Live album by Dizzy Gillespie
- Released: 1968
- Recorded: November 7, 1968
- Venue: Berlin Philharmonic Hall, Berlin Jazz Festival, Germany
- Genre: Jazz
- Length: 39:34
- Label: MPS
- Producer: Joachim-Ernst Berendt

Dizzy Gillespie chronology
| Live at the Village Vanguard (1967) | The Dizzy Gillespie Reunion Big Band (1968) | It's My Way (1969) |

= The Dizzy Gillespie Reunion Big Band =

The Dizzy Gillespie Reunion Big Band (subtitled 20th and 30th Anniversary) is a live album by trumpeter Dizzy Gillespie that was recorded at the Berlin Jazz Festival in 1968 and released by MPS.

==Reception==
The Allmusic review stated "This little-known LP actually contains one of Dizzy Gillespie's greatest performances of the 1960s... Although already 51, the trumpeter is heard at his best on this hard-to-find but essential LP".

#### RECORD EXTRACTS:
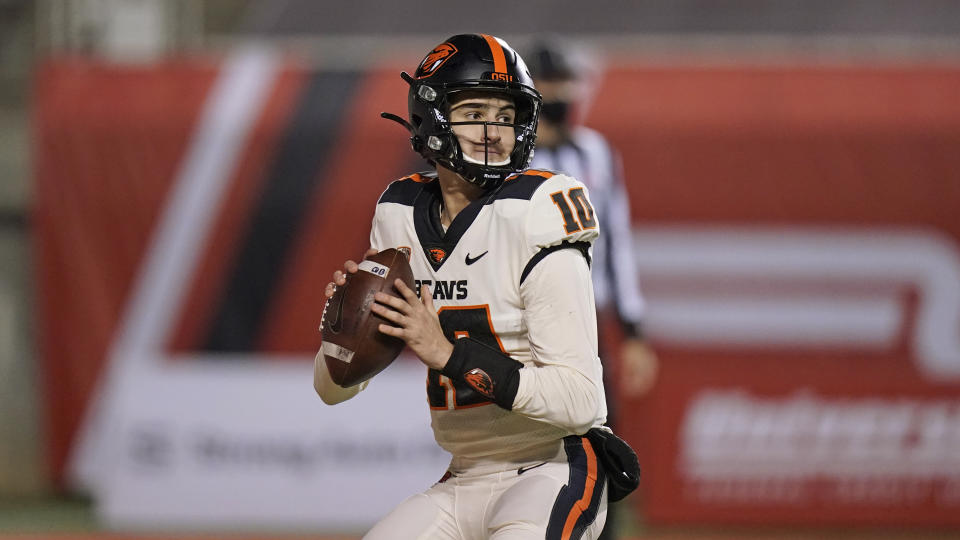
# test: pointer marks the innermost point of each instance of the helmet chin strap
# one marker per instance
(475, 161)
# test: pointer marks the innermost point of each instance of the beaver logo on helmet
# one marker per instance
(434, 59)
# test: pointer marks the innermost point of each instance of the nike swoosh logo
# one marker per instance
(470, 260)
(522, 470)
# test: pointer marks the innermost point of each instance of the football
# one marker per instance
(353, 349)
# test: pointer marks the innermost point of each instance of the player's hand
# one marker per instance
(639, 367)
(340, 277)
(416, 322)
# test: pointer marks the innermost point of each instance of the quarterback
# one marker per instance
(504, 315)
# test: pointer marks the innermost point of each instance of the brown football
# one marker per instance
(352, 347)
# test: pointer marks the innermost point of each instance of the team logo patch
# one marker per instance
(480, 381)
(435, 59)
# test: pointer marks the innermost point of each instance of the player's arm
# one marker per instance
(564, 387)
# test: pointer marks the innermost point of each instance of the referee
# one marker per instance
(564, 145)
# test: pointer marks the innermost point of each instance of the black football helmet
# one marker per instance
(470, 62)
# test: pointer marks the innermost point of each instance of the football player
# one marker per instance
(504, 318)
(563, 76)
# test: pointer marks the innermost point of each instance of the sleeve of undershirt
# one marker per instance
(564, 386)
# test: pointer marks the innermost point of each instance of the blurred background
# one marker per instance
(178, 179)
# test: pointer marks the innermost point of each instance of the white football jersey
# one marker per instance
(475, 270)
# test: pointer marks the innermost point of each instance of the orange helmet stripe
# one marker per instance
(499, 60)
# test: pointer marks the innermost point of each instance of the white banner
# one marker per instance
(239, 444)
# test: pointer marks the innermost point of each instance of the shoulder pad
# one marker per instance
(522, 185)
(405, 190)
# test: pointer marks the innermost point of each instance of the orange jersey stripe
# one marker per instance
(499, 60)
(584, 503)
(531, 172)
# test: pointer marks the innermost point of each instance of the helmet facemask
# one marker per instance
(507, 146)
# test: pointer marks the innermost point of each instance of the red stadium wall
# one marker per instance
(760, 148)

==

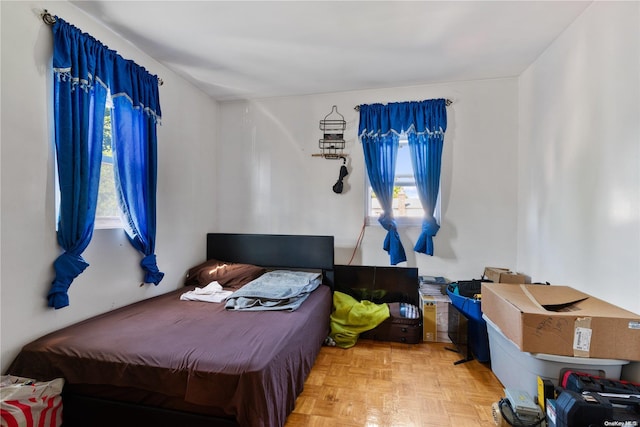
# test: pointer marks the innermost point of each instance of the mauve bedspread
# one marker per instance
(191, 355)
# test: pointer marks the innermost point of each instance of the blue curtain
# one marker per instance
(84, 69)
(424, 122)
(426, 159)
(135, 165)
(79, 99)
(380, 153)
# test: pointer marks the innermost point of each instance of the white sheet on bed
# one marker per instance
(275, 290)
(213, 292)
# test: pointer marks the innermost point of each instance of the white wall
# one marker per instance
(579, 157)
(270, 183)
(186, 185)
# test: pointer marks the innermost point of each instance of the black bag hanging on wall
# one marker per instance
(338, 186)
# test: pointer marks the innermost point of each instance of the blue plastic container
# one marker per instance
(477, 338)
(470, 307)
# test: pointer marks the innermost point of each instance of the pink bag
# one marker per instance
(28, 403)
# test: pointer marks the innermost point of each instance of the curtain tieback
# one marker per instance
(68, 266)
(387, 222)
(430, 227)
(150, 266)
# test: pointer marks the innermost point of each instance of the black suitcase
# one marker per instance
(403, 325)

...

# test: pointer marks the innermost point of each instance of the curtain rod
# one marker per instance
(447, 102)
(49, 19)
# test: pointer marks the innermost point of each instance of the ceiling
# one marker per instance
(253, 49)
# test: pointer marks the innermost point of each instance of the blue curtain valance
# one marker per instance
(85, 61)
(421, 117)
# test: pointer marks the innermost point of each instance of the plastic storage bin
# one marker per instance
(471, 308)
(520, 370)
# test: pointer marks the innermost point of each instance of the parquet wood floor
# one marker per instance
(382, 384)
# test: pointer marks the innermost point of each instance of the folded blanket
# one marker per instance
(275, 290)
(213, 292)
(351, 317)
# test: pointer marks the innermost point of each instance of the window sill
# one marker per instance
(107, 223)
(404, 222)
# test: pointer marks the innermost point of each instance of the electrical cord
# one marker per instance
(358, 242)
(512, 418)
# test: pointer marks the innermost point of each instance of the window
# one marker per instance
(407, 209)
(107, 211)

#### WRITTEN TASK 1:
List the album titles in the Dizzy Gillespie chronology on the album page, with the year shown for each.
#### WRITTEN TASK 2:
Copy every line from the rows that contains the string "black", matching case exactly.

#### FULL OUTPUT 1:
- Live at the Village Vanguard (1967)
- The Dizzy Gillespie Reunion Big Band (1968)
- It's My Way (1969)

#### FULL OUTPUT 2:
# test: pointer marks the innermost point of each instance of the black football helmet
# test: pointer marks the innermost point of each instance of the black bag hanging on wall
# test: pointer marks the innermost point of each instance of the black suitcase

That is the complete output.